What this exercise asks:
A) According to the tribunal decision, what kind of business does the Appellant run as "Real Clean"?
B) Carry on writing the tribunal decision on the PAYE appeal, beginning after its last paragraph.

Source:
..............................

Appeal number: TC/2012/07925

 

 PAYE – incomplete P46 forms for new employees - employer’s failure to deduct basic rate tax - appeal against determination under regulation 80 Income Tax (PAYE) Regulations 2003 - – appeal dismissed.

 

 

FIRST-TIER TRIBUNAL

TAX CHAMBER

 

 

 

MARC KEENAN TRADING AS REAL CLEAN

Appellant

 

 

 

 

- and -

 

 

 

 

 

THE COMMISSIONERS FOR HER MAJESTY’S

Respondents

 

REVENUE & CUSTOMS

 

 

 

TRIBUNAL:

JUDGE  ALISON MCKENNA

 

ANTHONY HUGHES

 

 

 

 

Sitting in public at Bedford Square on 1 October 2013

 

 

Ben Terrett, Chartered Accountant for the Appellant

 

Mr Donnelly of HMRC for the Respondents

 

 

 

 

 

 

 

© CROWN COPYRIGHT 2013


DECISION

 

 

1.           This appeal concerns the Appellant’s appeal against a determination under regulation 80 of the Income Tax (PAYE) Regulations 2003 of his liability to tax in respect of a failure to deduct basic rate tax for certain employees.  He also appeals the tax-geared penalties imposed and confirmed in HMRC’s review letter dated 17 May 2012 on the basis that the underlying liability is wrong.  The percentage loading of the penalty was agreed and was not an issue before the Tribunal.

2.           The Appellant trades as “Real Clean”, which is a business providing cleaning services for offices and other commercial premises.  It employs fewer than twenty cleaners at any one time and has a relatively high staff turnover.  The Tribunal heard from Mr Keenan that his employees tend to work just a few hours a week, and are often students, retired people, or combining part-time work with family commitments. 

3.           Mr Terrett very fairly accepted on behalf of his client that the paperwork of the business was not always correct and indeed Mr Keenan accepted this himself when he gave his evidence to the Tribunal. In relation to the hiring of new employees, the Tribunal heard from Mr Keenan that he is unfamiliar with the rules and that he relies on Mr Terrett to give him the relevant forms and to deal with the forms once completed.

..............................

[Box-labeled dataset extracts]
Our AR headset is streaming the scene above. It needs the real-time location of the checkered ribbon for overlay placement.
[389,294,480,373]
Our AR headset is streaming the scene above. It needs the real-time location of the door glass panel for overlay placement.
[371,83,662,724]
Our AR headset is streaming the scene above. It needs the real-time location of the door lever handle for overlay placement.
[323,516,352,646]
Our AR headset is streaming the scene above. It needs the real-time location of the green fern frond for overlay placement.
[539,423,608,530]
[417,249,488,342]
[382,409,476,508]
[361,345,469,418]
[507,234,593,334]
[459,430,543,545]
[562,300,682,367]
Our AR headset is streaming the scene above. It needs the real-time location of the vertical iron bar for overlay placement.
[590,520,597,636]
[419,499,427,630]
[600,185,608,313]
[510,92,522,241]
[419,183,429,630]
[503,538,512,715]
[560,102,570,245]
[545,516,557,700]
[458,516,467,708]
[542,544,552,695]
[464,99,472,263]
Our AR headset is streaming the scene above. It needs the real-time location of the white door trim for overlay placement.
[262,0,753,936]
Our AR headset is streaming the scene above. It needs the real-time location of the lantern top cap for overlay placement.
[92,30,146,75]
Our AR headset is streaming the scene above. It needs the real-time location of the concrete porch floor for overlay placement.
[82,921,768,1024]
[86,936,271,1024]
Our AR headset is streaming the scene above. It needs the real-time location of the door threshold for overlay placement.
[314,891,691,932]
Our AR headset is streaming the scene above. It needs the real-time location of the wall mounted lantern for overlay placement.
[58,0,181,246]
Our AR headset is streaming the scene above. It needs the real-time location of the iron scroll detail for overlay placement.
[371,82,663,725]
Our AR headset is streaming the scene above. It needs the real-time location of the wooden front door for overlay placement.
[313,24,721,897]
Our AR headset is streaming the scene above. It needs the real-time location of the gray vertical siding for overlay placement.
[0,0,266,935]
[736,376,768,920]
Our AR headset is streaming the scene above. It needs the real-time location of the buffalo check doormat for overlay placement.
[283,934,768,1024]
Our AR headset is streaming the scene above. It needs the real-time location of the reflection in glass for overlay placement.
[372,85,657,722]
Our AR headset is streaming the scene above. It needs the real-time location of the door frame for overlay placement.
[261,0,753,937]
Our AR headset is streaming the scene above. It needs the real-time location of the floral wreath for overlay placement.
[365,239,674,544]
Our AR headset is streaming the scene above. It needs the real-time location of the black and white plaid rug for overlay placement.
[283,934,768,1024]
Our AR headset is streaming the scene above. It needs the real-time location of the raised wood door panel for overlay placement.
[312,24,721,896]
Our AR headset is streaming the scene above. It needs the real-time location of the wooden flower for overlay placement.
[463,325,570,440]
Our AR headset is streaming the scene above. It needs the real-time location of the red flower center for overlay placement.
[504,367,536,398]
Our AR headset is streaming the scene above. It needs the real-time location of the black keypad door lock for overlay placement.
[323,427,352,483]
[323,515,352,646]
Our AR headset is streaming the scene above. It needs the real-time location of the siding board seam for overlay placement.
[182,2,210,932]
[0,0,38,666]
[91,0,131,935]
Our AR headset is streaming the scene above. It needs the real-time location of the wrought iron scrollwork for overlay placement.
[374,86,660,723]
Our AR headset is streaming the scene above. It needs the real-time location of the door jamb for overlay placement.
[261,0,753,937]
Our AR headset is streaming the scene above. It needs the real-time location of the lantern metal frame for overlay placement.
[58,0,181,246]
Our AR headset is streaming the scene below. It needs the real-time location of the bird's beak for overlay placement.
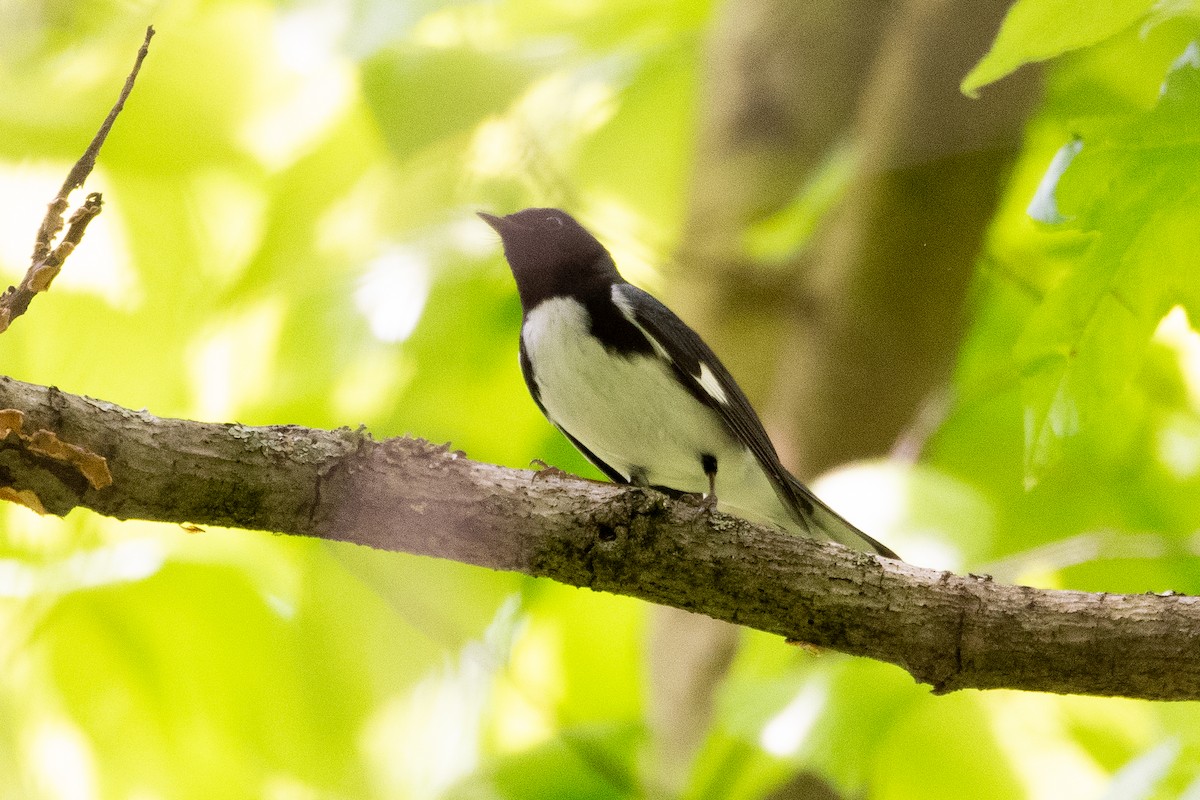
[476,211,512,236]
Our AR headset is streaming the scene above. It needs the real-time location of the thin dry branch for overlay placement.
[0,378,1200,699]
[0,26,154,333]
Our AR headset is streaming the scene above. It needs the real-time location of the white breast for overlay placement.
[521,297,796,528]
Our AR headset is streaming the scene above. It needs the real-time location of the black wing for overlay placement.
[618,283,896,558]
[521,336,629,483]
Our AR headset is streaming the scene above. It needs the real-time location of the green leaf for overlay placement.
[1014,54,1200,485]
[961,0,1159,97]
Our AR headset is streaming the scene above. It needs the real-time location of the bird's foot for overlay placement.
[678,492,716,511]
[529,458,571,481]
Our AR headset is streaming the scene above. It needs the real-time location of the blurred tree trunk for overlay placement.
[648,0,1039,794]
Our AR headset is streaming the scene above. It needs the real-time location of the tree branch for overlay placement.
[0,378,1200,699]
[0,28,154,333]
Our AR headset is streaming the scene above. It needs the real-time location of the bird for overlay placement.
[479,207,899,559]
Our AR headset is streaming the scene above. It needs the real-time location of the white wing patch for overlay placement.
[696,361,730,405]
[612,284,730,405]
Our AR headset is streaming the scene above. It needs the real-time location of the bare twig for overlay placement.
[0,378,1200,699]
[0,26,154,333]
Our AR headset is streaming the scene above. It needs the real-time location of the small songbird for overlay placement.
[479,209,898,558]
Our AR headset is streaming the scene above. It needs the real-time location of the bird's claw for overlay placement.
[529,458,571,481]
[679,492,716,511]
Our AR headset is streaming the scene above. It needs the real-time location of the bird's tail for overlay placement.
[788,475,904,561]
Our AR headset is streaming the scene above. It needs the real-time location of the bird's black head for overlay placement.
[479,209,622,311]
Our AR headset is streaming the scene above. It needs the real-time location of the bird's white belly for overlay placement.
[521,297,796,528]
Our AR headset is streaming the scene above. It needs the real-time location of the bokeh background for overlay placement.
[0,0,1200,800]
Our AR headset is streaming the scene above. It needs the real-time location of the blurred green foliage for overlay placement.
[0,0,1200,800]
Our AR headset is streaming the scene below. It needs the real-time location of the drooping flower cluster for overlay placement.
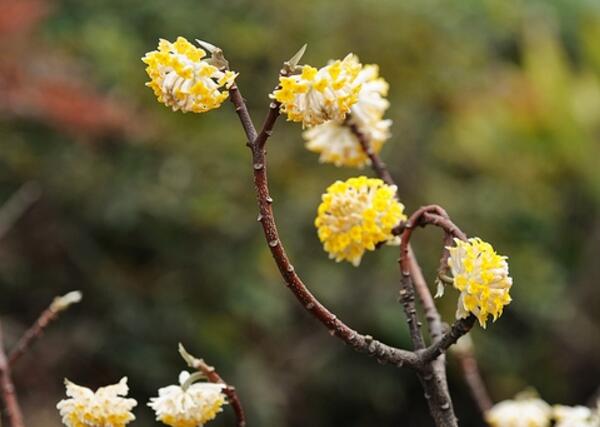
[315,176,406,266]
[142,37,236,113]
[485,397,552,427]
[271,54,361,127]
[552,402,600,427]
[56,378,137,427]
[485,392,600,427]
[148,371,226,427]
[303,65,392,168]
[448,238,512,328]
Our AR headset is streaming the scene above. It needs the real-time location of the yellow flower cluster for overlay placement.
[315,176,406,266]
[148,371,226,427]
[56,378,137,427]
[271,54,362,127]
[303,65,392,168]
[142,37,237,113]
[448,238,512,328]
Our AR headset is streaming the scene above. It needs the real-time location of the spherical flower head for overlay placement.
[142,37,237,113]
[315,176,406,266]
[448,238,512,328]
[552,405,600,427]
[485,398,552,427]
[148,371,226,427]
[270,54,361,127]
[56,378,137,427]
[303,65,392,168]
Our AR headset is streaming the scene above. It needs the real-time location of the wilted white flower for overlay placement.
[148,371,226,427]
[552,405,600,427]
[56,377,137,427]
[447,238,512,328]
[485,397,552,427]
[303,65,392,168]
[271,54,361,126]
[142,37,237,113]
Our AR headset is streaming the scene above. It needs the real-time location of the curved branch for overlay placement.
[0,325,24,427]
[418,314,475,363]
[346,125,457,426]
[346,121,396,185]
[230,92,418,367]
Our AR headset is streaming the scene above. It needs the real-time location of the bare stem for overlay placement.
[451,336,493,415]
[346,125,457,426]
[8,291,81,366]
[230,87,417,367]
[0,325,25,427]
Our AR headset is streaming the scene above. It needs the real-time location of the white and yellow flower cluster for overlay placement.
[303,65,392,168]
[271,54,361,127]
[485,395,600,427]
[447,238,512,328]
[148,371,226,427]
[552,402,600,427]
[485,397,552,427]
[315,176,406,266]
[142,37,237,113]
[56,378,137,427]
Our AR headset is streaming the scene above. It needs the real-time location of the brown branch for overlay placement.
[179,344,246,427]
[346,121,457,426]
[0,325,24,427]
[419,314,475,363]
[8,291,81,366]
[451,335,494,415]
[230,87,417,367]
[346,121,396,185]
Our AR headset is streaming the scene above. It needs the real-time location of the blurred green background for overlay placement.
[0,0,600,427]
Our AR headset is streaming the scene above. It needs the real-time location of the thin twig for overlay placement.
[179,343,246,427]
[450,335,494,415]
[419,314,475,363]
[0,325,24,427]
[230,87,417,367]
[8,291,81,366]
[346,121,396,185]
[346,120,457,426]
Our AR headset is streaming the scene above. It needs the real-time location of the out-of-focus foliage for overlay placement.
[0,0,600,427]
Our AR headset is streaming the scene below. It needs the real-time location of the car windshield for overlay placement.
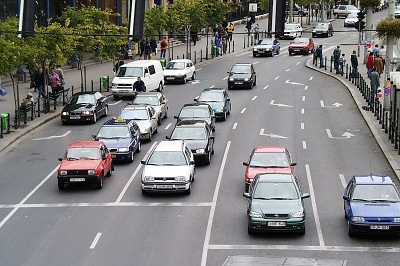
[254,182,299,200]
[258,39,274,45]
[166,61,185,69]
[249,152,290,167]
[231,65,251,74]
[119,109,149,120]
[171,127,206,140]
[147,151,188,165]
[179,108,210,118]
[65,148,100,160]
[117,66,143,77]
[97,126,131,139]
[68,94,96,105]
[133,95,160,106]
[351,184,400,201]
[199,92,224,102]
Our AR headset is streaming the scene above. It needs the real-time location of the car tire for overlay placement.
[96,176,103,189]
[58,180,65,190]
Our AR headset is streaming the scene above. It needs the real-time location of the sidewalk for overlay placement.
[306,45,400,180]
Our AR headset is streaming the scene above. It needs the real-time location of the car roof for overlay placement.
[353,175,393,185]
[154,140,185,151]
[254,146,286,153]
[68,141,103,148]
[257,173,294,183]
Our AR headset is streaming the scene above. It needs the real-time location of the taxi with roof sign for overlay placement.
[93,118,141,162]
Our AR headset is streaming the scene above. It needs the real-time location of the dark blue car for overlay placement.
[343,175,400,237]
[93,118,141,162]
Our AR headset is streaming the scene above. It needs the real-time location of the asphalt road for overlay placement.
[0,11,400,266]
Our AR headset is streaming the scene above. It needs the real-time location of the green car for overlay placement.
[243,173,310,235]
[194,88,232,121]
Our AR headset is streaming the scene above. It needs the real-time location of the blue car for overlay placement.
[93,118,141,162]
[343,175,400,237]
[194,88,232,121]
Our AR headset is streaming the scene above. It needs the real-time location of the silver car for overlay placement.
[132,92,168,125]
[119,104,158,142]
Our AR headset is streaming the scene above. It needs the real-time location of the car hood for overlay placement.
[143,165,190,177]
[252,199,303,214]
[350,201,400,217]
[163,69,186,76]
[99,138,131,149]
[62,103,94,112]
[59,160,100,170]
[245,166,292,179]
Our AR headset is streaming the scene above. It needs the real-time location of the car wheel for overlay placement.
[96,176,103,189]
[347,221,354,237]
[107,164,114,177]
[93,112,97,124]
[58,180,65,190]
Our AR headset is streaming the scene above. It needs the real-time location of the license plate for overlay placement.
[69,178,85,182]
[157,185,172,189]
[268,222,286,227]
[369,225,389,230]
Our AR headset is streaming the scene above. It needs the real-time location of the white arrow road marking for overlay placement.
[108,100,122,105]
[260,128,287,139]
[285,79,304,85]
[33,130,71,140]
[326,128,354,139]
[269,100,293,107]
[319,101,343,107]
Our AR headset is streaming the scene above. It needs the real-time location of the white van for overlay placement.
[111,60,164,99]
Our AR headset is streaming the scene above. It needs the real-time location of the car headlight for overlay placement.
[143,176,154,181]
[351,216,365,222]
[249,211,262,218]
[175,176,186,181]
[292,211,304,218]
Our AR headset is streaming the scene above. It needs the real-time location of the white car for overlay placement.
[119,104,158,142]
[164,59,196,84]
[282,23,303,39]
[343,13,358,27]
[141,140,195,194]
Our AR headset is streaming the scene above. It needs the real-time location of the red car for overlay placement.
[289,38,314,55]
[57,141,114,190]
[243,146,296,192]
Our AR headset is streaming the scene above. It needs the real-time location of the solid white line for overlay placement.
[339,174,347,188]
[165,123,172,129]
[115,141,157,203]
[90,233,101,249]
[306,164,325,248]
[201,141,231,266]
[0,166,58,228]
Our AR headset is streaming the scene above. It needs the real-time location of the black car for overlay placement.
[228,63,257,89]
[312,22,333,38]
[174,103,215,132]
[167,120,215,165]
[61,91,108,124]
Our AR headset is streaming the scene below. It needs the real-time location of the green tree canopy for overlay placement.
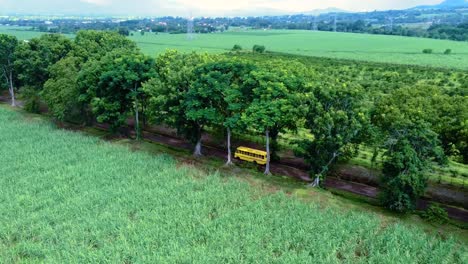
[143,50,213,154]
[0,34,18,106]
[242,61,307,174]
[185,60,255,164]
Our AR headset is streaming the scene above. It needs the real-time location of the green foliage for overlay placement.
[15,34,72,112]
[15,34,72,91]
[42,56,84,121]
[85,50,154,130]
[374,85,468,161]
[252,45,266,53]
[71,30,137,62]
[382,123,446,212]
[296,82,369,180]
[185,61,254,132]
[143,51,213,143]
[0,106,467,264]
[422,204,449,225]
[0,34,18,106]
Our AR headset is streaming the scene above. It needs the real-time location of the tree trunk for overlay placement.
[135,87,141,140]
[309,151,339,187]
[8,71,16,107]
[270,128,280,161]
[226,127,232,165]
[193,127,203,157]
[309,175,320,187]
[265,129,271,175]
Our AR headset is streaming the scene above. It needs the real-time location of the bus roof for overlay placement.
[237,147,267,155]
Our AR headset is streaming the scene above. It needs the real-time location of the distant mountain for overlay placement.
[411,0,468,9]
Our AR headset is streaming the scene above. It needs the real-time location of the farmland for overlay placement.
[0,105,467,263]
[0,26,468,70]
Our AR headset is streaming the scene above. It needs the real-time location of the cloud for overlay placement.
[80,0,112,6]
[0,0,442,17]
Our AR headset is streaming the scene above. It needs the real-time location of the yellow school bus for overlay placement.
[234,147,267,165]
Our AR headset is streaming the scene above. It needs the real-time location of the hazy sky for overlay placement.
[0,0,442,16]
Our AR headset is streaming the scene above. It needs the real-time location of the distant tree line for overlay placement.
[0,31,468,211]
[0,8,468,41]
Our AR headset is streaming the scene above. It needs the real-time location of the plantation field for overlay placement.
[0,105,468,263]
[0,26,73,40]
[130,30,468,69]
[0,26,468,70]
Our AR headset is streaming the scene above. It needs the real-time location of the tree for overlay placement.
[41,31,136,124]
[143,50,213,156]
[382,122,446,212]
[83,50,156,136]
[372,86,447,212]
[0,34,18,106]
[242,61,306,174]
[15,34,72,112]
[296,82,369,187]
[186,60,254,165]
[41,56,84,121]
[373,84,468,162]
[71,30,137,62]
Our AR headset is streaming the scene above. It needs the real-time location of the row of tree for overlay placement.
[0,31,468,211]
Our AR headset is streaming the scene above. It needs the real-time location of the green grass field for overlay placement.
[130,30,468,70]
[0,26,468,70]
[0,104,468,263]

..............................

Results:
A) A business providing cleaning services for offices and other commercial premises.

B)
4.           Mr Keenan told the Tribunal that he is familiar with the circumstances of his employees because they have to be available for work very early in the morning and late at night, so he asks them a lot of questions when he takes them on.  He was quite certain in his evidence to the Tribunal that all of the former employees in respect of whom HMRC says he should have deducted basic rate tax were in fact below the income tax threshold. On this basis, Mr Terrett argued, whilst it was accepted that the P46 procedure had not been followed correctly, it was unfair to penalise the business for not having deducted basic rate tax which would never have been payable if HMRC had known of the individuals’ circumstances.

5.           Mr Donnelly, on behalf of HMRC, directed the Tribunal to regulation 49 of the Income Tax (PAYE) Regulations 2003.  He submitted that the legislative scheme approved by Parliament did not allow an employer to make his or her own judgment as to whether tax was payable by an employee or not.  The legislation requires an employee who does not have a P45 to complete a P46 and to tick box a, b or c in section 1 of that form.  If either box c or none of the boxes is ticked, then regulation 49 requires the employer to deduct basic rate tax for that employee.  If the tax deduction proves to be inappropriate then the employee can apply for a tax rebate but it is not open to the employer to decide for themselves whether the tax is payable.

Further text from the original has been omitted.